Challenge: Replace every occurrence of "photo" with "image" throughout the rows below, then give all the lines again with nothing else changed.

Material for this exercise:
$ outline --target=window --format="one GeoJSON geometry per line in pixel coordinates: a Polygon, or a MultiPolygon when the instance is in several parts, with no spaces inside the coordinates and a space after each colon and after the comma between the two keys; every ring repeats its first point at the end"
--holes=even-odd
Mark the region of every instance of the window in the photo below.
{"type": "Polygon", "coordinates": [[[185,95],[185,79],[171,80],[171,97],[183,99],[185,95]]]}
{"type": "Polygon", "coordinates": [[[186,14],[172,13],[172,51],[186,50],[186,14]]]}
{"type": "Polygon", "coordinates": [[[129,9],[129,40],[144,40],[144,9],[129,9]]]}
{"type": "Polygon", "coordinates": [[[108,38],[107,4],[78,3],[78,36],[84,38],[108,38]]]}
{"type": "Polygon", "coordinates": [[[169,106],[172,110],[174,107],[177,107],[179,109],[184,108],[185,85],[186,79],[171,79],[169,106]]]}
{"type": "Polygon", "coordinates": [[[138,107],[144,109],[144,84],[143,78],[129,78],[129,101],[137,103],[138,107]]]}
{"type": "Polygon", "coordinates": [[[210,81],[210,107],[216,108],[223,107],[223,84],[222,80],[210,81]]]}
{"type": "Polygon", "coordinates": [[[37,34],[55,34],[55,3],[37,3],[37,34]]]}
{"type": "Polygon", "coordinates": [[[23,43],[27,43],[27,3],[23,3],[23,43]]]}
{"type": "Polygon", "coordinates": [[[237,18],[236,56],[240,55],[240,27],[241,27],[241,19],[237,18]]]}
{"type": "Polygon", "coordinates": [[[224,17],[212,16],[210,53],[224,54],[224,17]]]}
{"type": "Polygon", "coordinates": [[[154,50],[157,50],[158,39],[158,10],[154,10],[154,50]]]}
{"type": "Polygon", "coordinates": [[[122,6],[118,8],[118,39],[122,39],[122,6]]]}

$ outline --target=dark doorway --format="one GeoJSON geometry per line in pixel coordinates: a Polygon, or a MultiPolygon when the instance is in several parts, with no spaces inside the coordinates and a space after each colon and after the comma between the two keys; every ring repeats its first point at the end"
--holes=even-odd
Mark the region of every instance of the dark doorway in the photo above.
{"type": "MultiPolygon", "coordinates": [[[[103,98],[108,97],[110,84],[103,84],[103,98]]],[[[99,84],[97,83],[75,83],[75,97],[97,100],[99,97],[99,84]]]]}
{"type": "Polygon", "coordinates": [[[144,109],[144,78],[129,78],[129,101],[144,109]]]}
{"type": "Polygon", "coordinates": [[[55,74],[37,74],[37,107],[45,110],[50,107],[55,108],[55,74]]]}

The answer:
$ outline --target=window --format="one GeoJSON geometry per line in pixel coordinates: a Polygon, or a MultiPolygon when the instance is in several parts, with no spaces inside the coordinates and a space after each colon and after the comma between the two keys; every ring repeats its first point at the end"
--holes=even-odd
Mark the region of every instance of the window in the image below.
{"type": "Polygon", "coordinates": [[[185,95],[185,79],[171,80],[171,97],[183,99],[185,95]]]}
{"type": "Polygon", "coordinates": [[[186,14],[172,13],[172,51],[186,50],[186,14]]]}
{"type": "Polygon", "coordinates": [[[129,9],[129,40],[144,40],[144,9],[129,9]]]}
{"type": "Polygon", "coordinates": [[[108,38],[107,4],[78,3],[78,36],[84,38],[108,38]]]}
{"type": "Polygon", "coordinates": [[[169,106],[172,110],[174,107],[177,107],[179,109],[184,108],[185,85],[186,79],[171,79],[169,106]]]}
{"type": "Polygon", "coordinates": [[[138,107],[144,109],[144,84],[143,78],[129,78],[129,101],[137,103],[138,107]]]}
{"type": "Polygon", "coordinates": [[[210,81],[210,107],[216,108],[223,107],[223,84],[222,80],[210,81]]]}
{"type": "Polygon", "coordinates": [[[37,34],[55,34],[55,3],[37,3],[37,34]]]}
{"type": "Polygon", "coordinates": [[[23,43],[27,43],[27,3],[23,3],[23,43]]]}
{"type": "Polygon", "coordinates": [[[237,18],[236,56],[240,55],[240,27],[241,27],[241,19],[237,18]]]}
{"type": "Polygon", "coordinates": [[[224,17],[212,16],[210,53],[224,54],[224,17]]]}
{"type": "Polygon", "coordinates": [[[154,50],[157,50],[158,39],[158,10],[154,10],[154,50]]]}
{"type": "Polygon", "coordinates": [[[122,6],[118,8],[118,39],[122,39],[122,6]]]}

$ outline --target=dark doorway --format="one GeoJSON geometry per line in pixel coordinates: a Polygon, or a MultiPolygon when the instance is in several parts, with no spaces inside the coordinates and a space after each colon and after the comma between the two keys; every ring repeats its first point at the end"
--holes=even-odd
Mark the region of every instance of the dark doorway in the image above.
{"type": "MultiPolygon", "coordinates": [[[[103,98],[108,97],[110,84],[103,84],[103,98]]],[[[99,84],[97,83],[75,83],[75,97],[97,100],[99,97],[99,84]]]]}
{"type": "Polygon", "coordinates": [[[144,109],[144,78],[129,78],[129,101],[144,109]]]}
{"type": "Polygon", "coordinates": [[[55,74],[37,74],[37,107],[45,110],[50,107],[55,108],[55,74]]]}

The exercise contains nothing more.